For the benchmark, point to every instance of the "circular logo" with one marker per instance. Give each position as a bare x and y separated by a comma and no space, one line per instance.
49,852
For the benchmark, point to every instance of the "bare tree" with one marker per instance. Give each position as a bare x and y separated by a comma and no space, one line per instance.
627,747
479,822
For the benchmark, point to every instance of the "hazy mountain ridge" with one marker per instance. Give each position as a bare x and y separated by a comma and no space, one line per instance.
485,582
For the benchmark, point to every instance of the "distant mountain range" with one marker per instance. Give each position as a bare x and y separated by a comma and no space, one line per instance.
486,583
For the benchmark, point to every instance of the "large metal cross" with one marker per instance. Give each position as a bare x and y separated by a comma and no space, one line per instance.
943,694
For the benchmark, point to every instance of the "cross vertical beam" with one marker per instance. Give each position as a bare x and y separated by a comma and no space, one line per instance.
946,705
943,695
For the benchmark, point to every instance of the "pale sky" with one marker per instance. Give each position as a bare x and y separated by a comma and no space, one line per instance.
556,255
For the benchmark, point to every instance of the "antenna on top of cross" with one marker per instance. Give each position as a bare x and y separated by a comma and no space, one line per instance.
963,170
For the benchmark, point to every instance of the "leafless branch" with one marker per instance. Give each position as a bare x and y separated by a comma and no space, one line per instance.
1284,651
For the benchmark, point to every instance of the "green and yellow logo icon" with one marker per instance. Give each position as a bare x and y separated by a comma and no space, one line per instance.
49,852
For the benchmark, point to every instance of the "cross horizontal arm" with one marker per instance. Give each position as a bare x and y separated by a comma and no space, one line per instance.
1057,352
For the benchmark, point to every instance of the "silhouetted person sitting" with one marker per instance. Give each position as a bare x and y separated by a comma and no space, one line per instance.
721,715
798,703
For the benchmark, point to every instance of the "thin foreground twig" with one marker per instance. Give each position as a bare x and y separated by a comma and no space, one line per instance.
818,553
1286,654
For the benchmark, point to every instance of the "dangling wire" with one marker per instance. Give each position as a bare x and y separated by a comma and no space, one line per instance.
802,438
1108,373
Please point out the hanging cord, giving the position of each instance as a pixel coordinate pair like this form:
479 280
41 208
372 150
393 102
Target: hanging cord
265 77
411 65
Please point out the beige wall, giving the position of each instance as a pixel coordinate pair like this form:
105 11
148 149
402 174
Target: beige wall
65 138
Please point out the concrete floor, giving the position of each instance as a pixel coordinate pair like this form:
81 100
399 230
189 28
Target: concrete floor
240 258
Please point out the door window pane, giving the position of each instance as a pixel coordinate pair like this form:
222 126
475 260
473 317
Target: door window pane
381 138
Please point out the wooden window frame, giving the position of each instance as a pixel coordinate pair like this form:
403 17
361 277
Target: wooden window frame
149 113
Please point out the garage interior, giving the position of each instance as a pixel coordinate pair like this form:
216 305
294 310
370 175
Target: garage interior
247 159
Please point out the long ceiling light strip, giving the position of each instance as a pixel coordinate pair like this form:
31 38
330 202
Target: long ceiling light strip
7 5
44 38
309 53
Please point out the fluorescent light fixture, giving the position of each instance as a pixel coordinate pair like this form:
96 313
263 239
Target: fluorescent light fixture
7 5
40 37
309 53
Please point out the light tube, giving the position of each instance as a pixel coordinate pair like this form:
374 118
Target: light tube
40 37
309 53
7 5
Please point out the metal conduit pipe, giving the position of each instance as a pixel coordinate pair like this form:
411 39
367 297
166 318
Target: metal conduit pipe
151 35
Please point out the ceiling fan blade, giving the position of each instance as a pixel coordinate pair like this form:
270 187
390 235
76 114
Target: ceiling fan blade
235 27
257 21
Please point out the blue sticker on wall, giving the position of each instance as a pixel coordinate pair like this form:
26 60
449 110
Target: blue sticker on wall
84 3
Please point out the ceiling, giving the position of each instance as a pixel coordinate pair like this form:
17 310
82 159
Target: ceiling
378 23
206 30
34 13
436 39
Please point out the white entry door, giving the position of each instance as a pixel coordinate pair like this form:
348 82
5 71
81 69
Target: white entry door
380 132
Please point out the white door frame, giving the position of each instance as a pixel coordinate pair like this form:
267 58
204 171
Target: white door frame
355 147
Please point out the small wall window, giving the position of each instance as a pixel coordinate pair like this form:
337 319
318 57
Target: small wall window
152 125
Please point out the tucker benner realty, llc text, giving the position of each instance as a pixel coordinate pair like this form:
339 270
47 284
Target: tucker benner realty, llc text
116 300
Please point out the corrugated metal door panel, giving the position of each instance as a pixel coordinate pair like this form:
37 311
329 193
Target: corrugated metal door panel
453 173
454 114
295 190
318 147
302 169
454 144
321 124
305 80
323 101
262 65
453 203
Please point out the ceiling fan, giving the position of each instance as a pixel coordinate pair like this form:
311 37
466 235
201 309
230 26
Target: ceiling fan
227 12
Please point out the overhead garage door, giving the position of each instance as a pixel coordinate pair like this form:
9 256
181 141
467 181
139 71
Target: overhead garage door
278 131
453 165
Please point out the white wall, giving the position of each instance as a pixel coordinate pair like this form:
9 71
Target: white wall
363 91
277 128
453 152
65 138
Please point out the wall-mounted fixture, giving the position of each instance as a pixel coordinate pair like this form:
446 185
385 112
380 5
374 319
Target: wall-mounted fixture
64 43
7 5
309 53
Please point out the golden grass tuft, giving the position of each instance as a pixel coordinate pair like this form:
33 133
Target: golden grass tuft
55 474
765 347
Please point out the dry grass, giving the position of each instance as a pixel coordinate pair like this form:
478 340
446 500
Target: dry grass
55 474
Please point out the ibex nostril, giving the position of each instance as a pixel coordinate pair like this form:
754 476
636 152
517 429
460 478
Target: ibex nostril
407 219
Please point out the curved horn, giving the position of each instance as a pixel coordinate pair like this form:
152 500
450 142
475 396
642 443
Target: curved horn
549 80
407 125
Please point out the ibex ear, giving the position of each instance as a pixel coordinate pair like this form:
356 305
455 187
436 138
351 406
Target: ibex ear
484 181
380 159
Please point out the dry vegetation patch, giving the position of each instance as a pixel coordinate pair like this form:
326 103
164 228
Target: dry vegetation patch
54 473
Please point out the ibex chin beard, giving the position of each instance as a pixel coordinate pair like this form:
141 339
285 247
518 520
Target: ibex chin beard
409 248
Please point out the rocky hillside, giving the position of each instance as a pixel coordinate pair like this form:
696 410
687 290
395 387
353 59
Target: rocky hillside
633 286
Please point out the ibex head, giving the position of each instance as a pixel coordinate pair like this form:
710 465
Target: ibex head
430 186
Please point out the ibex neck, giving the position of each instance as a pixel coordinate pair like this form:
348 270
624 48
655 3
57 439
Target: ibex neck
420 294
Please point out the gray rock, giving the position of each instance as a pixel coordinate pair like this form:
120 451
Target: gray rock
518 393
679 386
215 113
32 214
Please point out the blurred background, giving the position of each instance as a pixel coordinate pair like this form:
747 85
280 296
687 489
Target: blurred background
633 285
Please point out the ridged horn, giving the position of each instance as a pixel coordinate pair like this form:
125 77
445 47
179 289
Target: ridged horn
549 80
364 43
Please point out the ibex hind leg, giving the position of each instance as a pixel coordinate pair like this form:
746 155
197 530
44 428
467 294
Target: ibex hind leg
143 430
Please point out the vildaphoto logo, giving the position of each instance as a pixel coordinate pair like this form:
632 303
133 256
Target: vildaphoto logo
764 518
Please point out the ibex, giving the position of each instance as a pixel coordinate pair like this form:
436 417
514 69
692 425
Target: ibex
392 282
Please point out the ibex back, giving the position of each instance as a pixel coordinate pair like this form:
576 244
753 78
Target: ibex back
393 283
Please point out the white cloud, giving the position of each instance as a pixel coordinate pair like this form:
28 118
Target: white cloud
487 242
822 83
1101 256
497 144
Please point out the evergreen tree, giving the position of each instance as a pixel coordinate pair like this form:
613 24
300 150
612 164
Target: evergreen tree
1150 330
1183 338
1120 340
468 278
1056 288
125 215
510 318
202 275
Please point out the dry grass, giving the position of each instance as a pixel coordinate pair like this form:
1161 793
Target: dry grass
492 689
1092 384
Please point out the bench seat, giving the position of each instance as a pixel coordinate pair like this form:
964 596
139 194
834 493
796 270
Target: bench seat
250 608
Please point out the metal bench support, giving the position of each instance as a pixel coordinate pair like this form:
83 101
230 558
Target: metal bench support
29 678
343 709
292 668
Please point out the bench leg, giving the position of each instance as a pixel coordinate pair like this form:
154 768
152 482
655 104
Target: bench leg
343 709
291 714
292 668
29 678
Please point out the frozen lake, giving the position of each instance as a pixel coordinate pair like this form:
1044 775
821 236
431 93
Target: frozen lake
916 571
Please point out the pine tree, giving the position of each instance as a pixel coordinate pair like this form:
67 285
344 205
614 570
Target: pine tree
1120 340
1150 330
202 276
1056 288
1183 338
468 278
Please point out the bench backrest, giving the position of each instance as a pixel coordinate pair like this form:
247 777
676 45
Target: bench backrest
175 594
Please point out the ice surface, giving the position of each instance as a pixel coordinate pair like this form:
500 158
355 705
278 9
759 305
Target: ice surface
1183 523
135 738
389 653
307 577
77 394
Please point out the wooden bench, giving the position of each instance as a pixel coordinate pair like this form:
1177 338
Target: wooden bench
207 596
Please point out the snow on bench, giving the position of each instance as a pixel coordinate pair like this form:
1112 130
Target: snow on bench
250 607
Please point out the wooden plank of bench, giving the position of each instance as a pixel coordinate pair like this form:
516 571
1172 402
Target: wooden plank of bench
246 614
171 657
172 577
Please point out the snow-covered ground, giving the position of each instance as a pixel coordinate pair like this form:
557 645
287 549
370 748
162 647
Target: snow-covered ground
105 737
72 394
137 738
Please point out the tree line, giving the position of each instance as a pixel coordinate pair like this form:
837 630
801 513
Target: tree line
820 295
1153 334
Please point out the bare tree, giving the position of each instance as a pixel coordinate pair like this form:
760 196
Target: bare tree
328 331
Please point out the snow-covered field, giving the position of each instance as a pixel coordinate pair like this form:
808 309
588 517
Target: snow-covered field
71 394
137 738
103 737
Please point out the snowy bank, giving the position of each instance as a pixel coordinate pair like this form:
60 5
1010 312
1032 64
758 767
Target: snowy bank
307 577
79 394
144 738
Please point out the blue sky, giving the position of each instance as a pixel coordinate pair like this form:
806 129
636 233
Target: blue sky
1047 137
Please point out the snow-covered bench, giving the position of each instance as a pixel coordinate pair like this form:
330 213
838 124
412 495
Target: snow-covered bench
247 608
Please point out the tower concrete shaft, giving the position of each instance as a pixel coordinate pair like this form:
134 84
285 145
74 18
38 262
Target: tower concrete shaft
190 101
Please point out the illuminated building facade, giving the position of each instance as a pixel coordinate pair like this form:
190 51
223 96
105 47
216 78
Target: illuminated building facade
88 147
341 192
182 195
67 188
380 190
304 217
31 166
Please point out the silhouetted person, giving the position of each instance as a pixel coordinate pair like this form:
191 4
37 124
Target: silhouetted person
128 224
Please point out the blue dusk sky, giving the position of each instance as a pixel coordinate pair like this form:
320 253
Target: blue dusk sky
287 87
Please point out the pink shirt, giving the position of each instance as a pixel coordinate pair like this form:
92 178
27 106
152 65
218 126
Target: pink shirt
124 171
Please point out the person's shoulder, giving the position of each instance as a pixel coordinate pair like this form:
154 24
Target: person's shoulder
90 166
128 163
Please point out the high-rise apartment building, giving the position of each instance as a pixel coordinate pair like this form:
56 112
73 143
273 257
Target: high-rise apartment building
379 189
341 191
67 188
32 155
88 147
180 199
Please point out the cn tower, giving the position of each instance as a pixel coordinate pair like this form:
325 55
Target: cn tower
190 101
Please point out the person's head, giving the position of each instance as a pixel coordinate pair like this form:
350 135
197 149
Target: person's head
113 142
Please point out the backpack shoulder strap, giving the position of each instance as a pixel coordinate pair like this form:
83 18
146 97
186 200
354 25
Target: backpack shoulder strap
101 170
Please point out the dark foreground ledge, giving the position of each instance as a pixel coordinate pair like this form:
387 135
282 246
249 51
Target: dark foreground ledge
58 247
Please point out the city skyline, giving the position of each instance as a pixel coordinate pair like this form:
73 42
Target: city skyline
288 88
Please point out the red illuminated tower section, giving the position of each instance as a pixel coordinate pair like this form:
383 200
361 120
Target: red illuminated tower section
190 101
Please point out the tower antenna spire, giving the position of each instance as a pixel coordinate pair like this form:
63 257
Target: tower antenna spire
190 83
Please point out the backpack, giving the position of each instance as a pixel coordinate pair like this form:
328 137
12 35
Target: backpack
========================================
PROBLEM:
Would you quote, exactly and only, the lines from the one containing "Please point out the high-rise" to the end of the entries?

REPLY:
Please point out the high-rise apartment building, giving the position of each instance as a pixel coordinate pair like this form:
56 112
73 143
273 257
Target: high-rise apartment building
379 189
341 191
67 188
32 155
88 147
180 199
Please point out the cn tower, giving the position of each instance as a pixel coordinate pair like this form:
325 55
Target: cn tower
190 101
Please point out the person's head, giving the position of each instance as a pixel coordinate pair like this form:
350 135
197 149
Target: person's head
113 142
Please point out the backpack shoulder strap, giving the position of each instance as a pixel coordinate pair like this form:
83 18
146 97
186 200
354 25
Target: backpack shoulder strap
101 170
Please point out the dark foreground ledge, giving the position of each instance as a pixel coordinate pair like this form:
387 135
282 246
249 51
Target: dark foreground ledge
58 247
Please point out the city skyline, giving the position of each instance as a pixel coordinate pair like this form:
73 42
Target: city skyline
288 88
Please point out the red illuminated tower section, giving the position of each instance as a pixel coordinate pair like this form:
383 200
361 120
Target: red illuminated tower section
190 101
Please point out the tower antenna spire, giving the position of each instance as a pixel coordinate pair like this form:
63 257
Target: tower antenna spire
190 83
Please point out the backpack, giving the position of each instance as a pixel coordinate pair like this form:
328 137
12 35
Target: backpack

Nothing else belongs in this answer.